ENTRIES PROVIDED below:

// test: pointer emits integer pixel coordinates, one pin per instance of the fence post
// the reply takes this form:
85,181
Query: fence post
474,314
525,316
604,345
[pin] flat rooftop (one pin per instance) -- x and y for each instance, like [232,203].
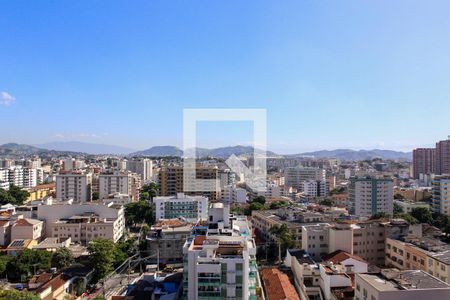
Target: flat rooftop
[391,280]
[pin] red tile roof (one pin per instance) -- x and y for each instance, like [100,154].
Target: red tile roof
[278,286]
[339,256]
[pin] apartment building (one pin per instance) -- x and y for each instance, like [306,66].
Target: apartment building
[423,161]
[168,237]
[19,176]
[337,271]
[74,185]
[295,176]
[306,273]
[428,255]
[27,229]
[370,195]
[262,221]
[314,188]
[41,191]
[315,239]
[440,202]
[408,206]
[71,164]
[83,222]
[443,157]
[221,264]
[143,167]
[392,284]
[181,206]
[233,194]
[119,182]
[171,182]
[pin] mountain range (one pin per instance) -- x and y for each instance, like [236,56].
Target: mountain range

End of ENTRIES PROVIDED.

TASK
Reproduce, character for character, only the lines of the preceding data that start at the line with "Target: flat rooftop" and end at the line with "[pin] apartment building", both included.

WORKED SOLUTION
Target: flat rooftop
[391,280]
[pin] red tile roof (one pin per instance) -- x and y for each instance, like [100,154].
Target: red tile roof
[278,286]
[339,256]
[pin] apartment building (one pin per instance) -- x and y for each instance, like [306,66].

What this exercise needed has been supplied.